Book Review: Some Assembly Required: A Journal of My Son’s First Son

81AOAtwbTtL.jpgSome Assembly Required
by Anne Lamott

Just as she chronicled the first year with her son, Sam, Anne Lamott this time lays bare her first year with Sam’s son, Jax. And of course she does it beautifully.

Lamott is Lamott, and the artistry with which she washes her familial story will keep me coming back again and again, but added into this chapter of her life is her own son’s voice, piping up and filling pages with his own beautiful ponderings on fatherhood, and sonship, and what it means to be firmly caught between the two.

I can never quite lay a finger on what it is that brings me back and back again to writers like Anne Lamott and Mike Perry. Nat Goldberg. Nadia Bolz-Weber and Ursula LeGuin. Annie Dillard.
★ ★ ★ ★ ★ ★ ★
● **REQUIREMENT A**
Lay out as a numbered list the lines of the records starting at the line that contains "of the shrub" and ending at the line that contains "[[363, 196], [337, 194], [308, 194], [388, 195]]", with blank lines omitted.
The review and the records have no connection to each other.

● **Records of labeled points**
★ ★ ★ ★ ★ ★ ★
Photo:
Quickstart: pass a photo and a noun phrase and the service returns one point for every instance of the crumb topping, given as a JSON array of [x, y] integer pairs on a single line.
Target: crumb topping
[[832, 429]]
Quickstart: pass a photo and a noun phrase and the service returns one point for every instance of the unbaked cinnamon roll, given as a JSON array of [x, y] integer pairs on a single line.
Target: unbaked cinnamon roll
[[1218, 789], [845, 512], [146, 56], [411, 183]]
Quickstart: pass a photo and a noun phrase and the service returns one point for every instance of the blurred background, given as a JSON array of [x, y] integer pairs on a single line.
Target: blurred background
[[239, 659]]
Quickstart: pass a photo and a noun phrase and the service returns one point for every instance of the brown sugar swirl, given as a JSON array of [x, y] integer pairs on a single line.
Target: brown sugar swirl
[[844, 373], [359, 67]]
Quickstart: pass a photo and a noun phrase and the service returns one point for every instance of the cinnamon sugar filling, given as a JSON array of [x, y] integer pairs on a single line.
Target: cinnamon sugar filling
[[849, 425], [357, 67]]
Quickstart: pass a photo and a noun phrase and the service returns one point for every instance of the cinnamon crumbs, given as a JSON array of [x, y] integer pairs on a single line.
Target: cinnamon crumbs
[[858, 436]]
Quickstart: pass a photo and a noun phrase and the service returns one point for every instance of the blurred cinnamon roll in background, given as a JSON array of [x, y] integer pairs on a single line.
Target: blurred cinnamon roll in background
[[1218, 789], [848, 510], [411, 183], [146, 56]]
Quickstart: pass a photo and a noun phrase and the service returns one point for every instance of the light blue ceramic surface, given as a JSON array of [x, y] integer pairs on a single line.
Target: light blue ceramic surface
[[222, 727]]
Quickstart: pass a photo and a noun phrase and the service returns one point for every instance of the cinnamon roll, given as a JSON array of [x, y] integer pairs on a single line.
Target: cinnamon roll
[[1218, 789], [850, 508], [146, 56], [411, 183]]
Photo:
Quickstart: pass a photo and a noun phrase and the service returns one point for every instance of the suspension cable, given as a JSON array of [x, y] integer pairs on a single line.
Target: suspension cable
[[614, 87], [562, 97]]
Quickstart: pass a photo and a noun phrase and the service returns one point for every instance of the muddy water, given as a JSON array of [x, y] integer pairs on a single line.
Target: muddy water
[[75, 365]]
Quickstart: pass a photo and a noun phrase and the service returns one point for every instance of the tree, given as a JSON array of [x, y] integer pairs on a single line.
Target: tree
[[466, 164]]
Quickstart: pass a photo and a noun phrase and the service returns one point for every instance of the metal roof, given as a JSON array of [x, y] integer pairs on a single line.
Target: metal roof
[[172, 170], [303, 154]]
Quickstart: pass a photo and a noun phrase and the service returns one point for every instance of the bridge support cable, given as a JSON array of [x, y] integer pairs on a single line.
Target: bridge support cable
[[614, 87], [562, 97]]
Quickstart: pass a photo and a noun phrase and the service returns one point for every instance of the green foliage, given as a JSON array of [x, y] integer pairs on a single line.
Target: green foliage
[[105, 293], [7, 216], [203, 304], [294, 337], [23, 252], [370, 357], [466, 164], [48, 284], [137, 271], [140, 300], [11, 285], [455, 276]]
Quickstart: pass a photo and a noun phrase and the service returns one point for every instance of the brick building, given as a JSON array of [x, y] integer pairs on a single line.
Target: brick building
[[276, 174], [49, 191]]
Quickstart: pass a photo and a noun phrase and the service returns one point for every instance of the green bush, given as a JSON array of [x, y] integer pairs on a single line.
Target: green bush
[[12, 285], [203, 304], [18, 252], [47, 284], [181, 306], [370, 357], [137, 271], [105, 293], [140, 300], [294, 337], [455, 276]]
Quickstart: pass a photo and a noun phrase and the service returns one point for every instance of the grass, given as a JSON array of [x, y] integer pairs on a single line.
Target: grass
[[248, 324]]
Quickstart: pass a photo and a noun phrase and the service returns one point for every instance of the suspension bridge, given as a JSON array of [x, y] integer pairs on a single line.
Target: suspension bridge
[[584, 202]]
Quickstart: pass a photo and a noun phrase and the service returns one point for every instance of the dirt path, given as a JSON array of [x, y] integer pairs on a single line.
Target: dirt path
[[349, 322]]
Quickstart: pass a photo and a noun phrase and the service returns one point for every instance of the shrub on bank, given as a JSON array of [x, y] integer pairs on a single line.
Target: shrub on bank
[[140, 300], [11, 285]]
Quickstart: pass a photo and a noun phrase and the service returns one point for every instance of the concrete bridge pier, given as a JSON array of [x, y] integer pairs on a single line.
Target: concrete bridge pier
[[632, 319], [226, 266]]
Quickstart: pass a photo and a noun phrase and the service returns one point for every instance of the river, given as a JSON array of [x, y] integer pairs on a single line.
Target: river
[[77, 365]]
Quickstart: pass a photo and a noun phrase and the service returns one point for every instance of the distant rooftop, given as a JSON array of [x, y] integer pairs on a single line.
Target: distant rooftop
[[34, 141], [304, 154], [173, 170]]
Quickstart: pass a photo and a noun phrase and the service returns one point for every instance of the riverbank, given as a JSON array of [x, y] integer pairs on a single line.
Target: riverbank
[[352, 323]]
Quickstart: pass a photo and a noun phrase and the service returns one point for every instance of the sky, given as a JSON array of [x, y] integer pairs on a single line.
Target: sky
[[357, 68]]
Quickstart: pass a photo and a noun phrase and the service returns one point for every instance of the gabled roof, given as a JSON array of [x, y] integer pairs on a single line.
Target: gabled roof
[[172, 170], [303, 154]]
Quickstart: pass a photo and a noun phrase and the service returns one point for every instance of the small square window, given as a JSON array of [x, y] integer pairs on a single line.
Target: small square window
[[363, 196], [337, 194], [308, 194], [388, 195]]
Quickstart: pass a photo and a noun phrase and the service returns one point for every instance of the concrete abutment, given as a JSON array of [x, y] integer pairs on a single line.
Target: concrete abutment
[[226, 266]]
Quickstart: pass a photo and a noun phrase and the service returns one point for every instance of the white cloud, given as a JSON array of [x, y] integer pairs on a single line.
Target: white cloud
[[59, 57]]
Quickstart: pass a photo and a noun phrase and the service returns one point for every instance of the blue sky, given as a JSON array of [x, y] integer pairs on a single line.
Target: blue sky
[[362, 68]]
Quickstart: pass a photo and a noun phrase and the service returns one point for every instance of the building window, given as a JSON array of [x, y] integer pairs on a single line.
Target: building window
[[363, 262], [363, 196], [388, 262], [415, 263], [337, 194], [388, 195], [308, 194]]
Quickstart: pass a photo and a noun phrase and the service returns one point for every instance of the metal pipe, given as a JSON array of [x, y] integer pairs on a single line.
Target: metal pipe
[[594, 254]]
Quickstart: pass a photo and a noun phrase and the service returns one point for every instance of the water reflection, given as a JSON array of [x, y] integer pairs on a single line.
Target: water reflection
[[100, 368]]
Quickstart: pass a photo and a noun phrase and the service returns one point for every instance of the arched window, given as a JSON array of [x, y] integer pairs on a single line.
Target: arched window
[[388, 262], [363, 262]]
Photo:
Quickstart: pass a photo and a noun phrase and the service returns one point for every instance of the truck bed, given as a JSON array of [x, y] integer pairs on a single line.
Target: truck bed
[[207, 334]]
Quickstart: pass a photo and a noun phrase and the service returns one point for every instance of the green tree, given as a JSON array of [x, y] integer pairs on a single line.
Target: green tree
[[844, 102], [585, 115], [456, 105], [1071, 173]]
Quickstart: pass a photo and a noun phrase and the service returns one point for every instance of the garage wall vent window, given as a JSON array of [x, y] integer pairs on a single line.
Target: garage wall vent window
★ ★ ★ ★ ★ ★ ★
● **REQUIREMENT B**
Proceed with the review of Some Assembly Required, picking up after its last sentence.

● **FINAL RESULT A**
1. Quickstart: pass a photo and a noun phrase and the service returns one point for every instance of the shrub on bank, given as a JSON array of [x, y] integer pairs on a single line.
2. Target: shrub on bank
3. [[140, 300], [11, 285]]
4. Quickstart: pass a photo and a noun phrase and the service returns one point for every instance of the concrete bridge pier, given as a JSON array of [x, y] integer pairs on a single line.
5. Target: concrete bridge pier
6. [[632, 319], [226, 266]]
7. Quickstart: pass a photo and a noun phrase and the service returns one point for every instance of the river, given as a JSON array of [x, y] integer pairs on a single line.
8. Target: river
9. [[77, 365]]
10. Quickstart: pass a photo and a noun phrase and the service returns one point for every instance of the distant rooftop, given as a JSON array of [x, y] integer pairs on a single line.
11. Target: distant rooftop
12. [[34, 141], [304, 154], [173, 170]]
13. Quickstart: pass a photo and a noun phrase and the service returns one point for every instance of the riverbank, given as a JSON array of [x, y] integer pairs on a single line.
14. Target: riverbank
15. [[352, 323]]
16. Quickstart: pass a photo and a noun phrase and the service returns one point for every instance of the sky, given as a JSON array of [x, y] integer pairs on a single line.
17. Target: sky
18. [[357, 68]]
19. Quickstart: pass a photo and a noun phrase and the service returns one point for every instance of the gabled roof, given as a JSON array of [x, y] integer pairs on a single line.
20. Target: gabled roof
21. [[172, 170], [303, 154]]
22. Quickstart: pass a photo and a noun phrase and the service returns one point for every instance of the small square window, given as a JSON array of [x, y] integer pairs on a single line.
23. Target: small square window
24. [[363, 196], [337, 194], [308, 194], [388, 195]]

● **FINAL RESULT B**
I’ve tried others on the unfortunately labeled Memoir shelves. There are a few who work with these masters to redeem the genre, but mostly, there is a reason I fight tooth and nail against calling my own writing memoir.  I just can’t identify with all that rubbish. So what is it about this handful of folks that can capture my attention and bring me to my knees, begging for more of their mundane lives?

I mean, OK. So they’re good writers. You know, that helps. But that’s not it. What else? I’ve really been thinking about it a lot lately.

For one, they write like they talk.

I imagine. I’ve only actually been in the presence of one of the above mentioned folks, and to be honest, he talks quieter than my heart beats, so I can’t honestly tell you he writes like he talks. 

Anyway, I imagine they write like they talk. The words dance across the pages and I feel like I’m hiking up to Hoffman Hills tower and we’re just yakkin.’ Just friends telling tales. Just letting the story roll out with the laughter. It is a gift.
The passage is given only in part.